■ TASK STATEMENT:
Copy the data below word for word, keeping every line in order. Leave the pictures out of your copy.

··········

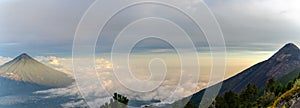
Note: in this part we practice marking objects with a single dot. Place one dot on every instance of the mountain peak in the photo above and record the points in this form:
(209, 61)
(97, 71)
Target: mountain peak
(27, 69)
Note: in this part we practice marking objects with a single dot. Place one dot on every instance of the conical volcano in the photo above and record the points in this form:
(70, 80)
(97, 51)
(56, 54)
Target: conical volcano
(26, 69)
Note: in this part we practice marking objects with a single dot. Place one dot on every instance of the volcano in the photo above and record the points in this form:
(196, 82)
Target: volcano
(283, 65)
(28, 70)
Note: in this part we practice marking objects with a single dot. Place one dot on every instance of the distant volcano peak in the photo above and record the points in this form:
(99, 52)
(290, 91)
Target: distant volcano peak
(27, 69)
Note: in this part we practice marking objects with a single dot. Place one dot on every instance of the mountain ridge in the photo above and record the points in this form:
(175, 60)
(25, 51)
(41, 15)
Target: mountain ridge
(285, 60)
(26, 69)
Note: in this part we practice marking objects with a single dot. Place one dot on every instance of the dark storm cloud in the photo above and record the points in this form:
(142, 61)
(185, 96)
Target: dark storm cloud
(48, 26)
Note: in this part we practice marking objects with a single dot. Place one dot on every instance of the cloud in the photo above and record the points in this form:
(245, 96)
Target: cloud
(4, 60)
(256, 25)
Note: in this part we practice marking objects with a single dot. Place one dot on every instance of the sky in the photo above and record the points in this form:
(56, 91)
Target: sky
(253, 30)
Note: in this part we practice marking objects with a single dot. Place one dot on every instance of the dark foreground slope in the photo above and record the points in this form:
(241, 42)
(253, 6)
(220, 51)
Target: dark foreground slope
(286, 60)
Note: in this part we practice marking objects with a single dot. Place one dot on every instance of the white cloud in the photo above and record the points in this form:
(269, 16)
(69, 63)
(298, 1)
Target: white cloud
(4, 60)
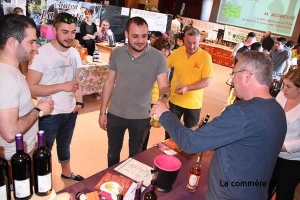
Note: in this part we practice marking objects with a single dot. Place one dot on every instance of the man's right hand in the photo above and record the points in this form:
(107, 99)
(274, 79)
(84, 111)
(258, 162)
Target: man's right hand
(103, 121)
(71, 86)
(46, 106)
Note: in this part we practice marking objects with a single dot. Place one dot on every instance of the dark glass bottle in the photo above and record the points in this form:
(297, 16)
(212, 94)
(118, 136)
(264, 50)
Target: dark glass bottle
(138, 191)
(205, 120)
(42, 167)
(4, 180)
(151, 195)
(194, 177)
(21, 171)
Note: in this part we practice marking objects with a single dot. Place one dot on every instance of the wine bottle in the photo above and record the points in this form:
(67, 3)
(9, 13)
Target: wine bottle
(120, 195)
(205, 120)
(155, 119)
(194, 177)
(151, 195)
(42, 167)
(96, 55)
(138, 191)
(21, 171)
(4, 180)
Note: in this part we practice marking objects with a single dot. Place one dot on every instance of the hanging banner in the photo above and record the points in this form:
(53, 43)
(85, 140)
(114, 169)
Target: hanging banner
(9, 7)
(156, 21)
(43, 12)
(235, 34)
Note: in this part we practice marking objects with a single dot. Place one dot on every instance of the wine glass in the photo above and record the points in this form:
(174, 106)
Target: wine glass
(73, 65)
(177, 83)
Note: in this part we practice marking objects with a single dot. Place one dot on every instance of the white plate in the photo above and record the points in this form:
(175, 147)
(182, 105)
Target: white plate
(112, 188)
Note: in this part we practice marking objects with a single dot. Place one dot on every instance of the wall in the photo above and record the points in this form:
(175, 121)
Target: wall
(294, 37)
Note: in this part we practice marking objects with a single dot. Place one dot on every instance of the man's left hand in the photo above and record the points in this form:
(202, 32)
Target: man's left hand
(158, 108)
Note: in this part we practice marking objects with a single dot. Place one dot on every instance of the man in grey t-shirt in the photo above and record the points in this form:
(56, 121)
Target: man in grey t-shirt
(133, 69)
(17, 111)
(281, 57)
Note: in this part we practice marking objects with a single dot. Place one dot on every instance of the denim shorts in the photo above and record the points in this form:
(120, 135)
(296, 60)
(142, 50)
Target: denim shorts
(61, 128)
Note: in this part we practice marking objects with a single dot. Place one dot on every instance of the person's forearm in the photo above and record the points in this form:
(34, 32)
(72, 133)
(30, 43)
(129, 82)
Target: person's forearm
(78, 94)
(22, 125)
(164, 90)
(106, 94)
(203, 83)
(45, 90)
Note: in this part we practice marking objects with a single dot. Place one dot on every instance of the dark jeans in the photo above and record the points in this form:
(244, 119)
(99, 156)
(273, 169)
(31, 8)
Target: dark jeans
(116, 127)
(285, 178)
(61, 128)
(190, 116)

··········

■ RESPONSE TO THE TASK:
Note: in this part we practice marking objects with a single dot. Place one dot on every instance of the mountain peak in the photo above and record the points in this form:
(209, 61)
(97, 71)
Target: mountain peak
(27, 69)
Note: in this part we practice marking objects with a single dot. Place one dot on every instance of the conical volcano in the photo above and record the points in this form:
(70, 80)
(97, 51)
(56, 54)
Target: conical volcano
(26, 69)
Note: in this part we practice marking objects with a single dot. Place one dot on every instance of the volcano in the photo above and record the points in this form:
(196, 82)
Target: volcano
(283, 65)
(28, 70)
Note: in this part we practice marking objects with a single dot. Place one dot on every instance of the distant volcano peak in the photo above and record the points in this form:
(99, 52)
(290, 91)
Target: distant volcano peak
(27, 69)
Note: in this part we practice marking objects with a single dot. Place one dot on every instance of the mountain ridge in the photo above and record the points in this form:
(175, 60)
(25, 51)
(41, 15)
Target: mountain ridge
(285, 60)
(26, 69)
Note: in this part we practice marking objects with a single dot. Place one dot on every instance of the dark storm cloud in the photo above and record the points in this form:
(142, 61)
(185, 96)
Target: dark storm cloud
(48, 26)
Note: in this part we practice marking objects with a single dot. Place one dot on every instance of the cloud in the photo above and record the points in this form:
(245, 96)
Target: cloud
(4, 60)
(256, 25)
Note: in this part we practice marking objects with a single dot. Place one dot on every instance of the sky in the photo above and record the points in this form:
(56, 91)
Target: sky
(253, 30)
Note: in this part we practice marking objects with a single dot. Place one dot on every instance of the dark foreground slope in the photo above and record the points in this form:
(241, 42)
(253, 6)
(220, 51)
Target: dark foreground slope
(286, 60)
Note: in this part we practice marking objects with a single dot. Place one dot on every instance of the white cloud in the photo above and record the points in this form:
(269, 16)
(69, 63)
(298, 1)
Target: white cloud
(4, 60)
Note: in this part we practice marking objects with a single dot. Place one dot on every instance of the man's right hand in the photo above and record the points in this form:
(107, 99)
(274, 79)
(84, 111)
(258, 162)
Target: man's right hand
(103, 121)
(71, 86)
(46, 106)
Note: in this part we practice marking objects with a single dot. Place one dot on every instance of the dark glass bottle in the photo above and record the points in this form:
(297, 16)
(212, 94)
(118, 136)
(264, 50)
Target: dark glass bottle
(138, 191)
(205, 120)
(42, 167)
(4, 180)
(151, 195)
(194, 177)
(21, 171)
Note: in this part we practice marking objects with a single dot. Place one dot on every instance of the wine bottle in the photo above and record the points in this form:
(67, 3)
(9, 13)
Target: wine bottle
(120, 195)
(205, 120)
(155, 119)
(194, 177)
(151, 195)
(42, 167)
(96, 55)
(138, 191)
(21, 171)
(4, 180)
Note: in this part we practice marking objects with a single dot. Place one dot on every instance of the hanging banner in the photo above and record the points in this form:
(53, 43)
(85, 140)
(114, 169)
Target: hanging banner
(9, 7)
(156, 21)
(43, 12)
(235, 34)
Note: in this part we practice marking objects with a single dot. Place one dot on every instance of the wine glass in the photo above and record the points in this form:
(174, 106)
Target: wine glass
(73, 65)
(177, 83)
Note: in this part we practice marking objects with a single dot. Place one dot on every instance of the white plate in the photo above and record the points in this form:
(175, 147)
(182, 105)
Target: white plate
(112, 188)
Note: in this part we practice marking objects with a single dot. Place one dot on every instance of the wall in the photo above and record the points in this form:
(175, 121)
Target: wall
(294, 37)
Note: in this part we practice marking objects with a single dot. Place one dot on every instance of the man's left hand in the photo above and record the points in this form:
(202, 32)
Target: man's left hand
(158, 108)
Note: in this part we practice marking objects with a single dot. Place one dot on every instance of the man in grey t-shirt in the photo above and record the points in this form:
(56, 121)
Target: man in grey t-shirt
(133, 69)
(17, 111)
(281, 57)
Note: in this part we practice marking objects with a single dot. Place one dot on every instance of the denim shorts in the photo above and record the points in this form:
(120, 135)
(296, 60)
(142, 50)
Target: denim shorts
(61, 128)
Note: in this part we practice marking objects with a single dot. Place one dot on every instance of the person's forearm in the photo above and record the points in this form:
(34, 32)
(72, 133)
(30, 43)
(129, 82)
Target: person's forearm
(78, 94)
(22, 125)
(164, 90)
(106, 94)
(203, 83)
(45, 90)
Note: in this part we practice marking objects with a single dot. Place one dot on every instance of the dark jeans in the photo above and record the points in this form:
(244, 119)
(99, 156)
(273, 169)
(31, 8)
Target: dark jeans
(116, 127)
(285, 178)
(61, 128)
(190, 116)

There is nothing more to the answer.